ITEMS
--------

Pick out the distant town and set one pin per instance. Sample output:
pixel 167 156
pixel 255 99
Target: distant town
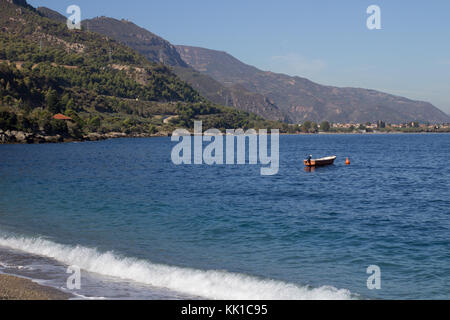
pixel 368 127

--------

YOUR TASK
Exactly reproduce each record, leaving out any pictures.

OUTPUT BELOW
Pick out the distant town and set one pin per instance. Sample output:
pixel 167 156
pixel 255 99
Target: distant town
pixel 368 127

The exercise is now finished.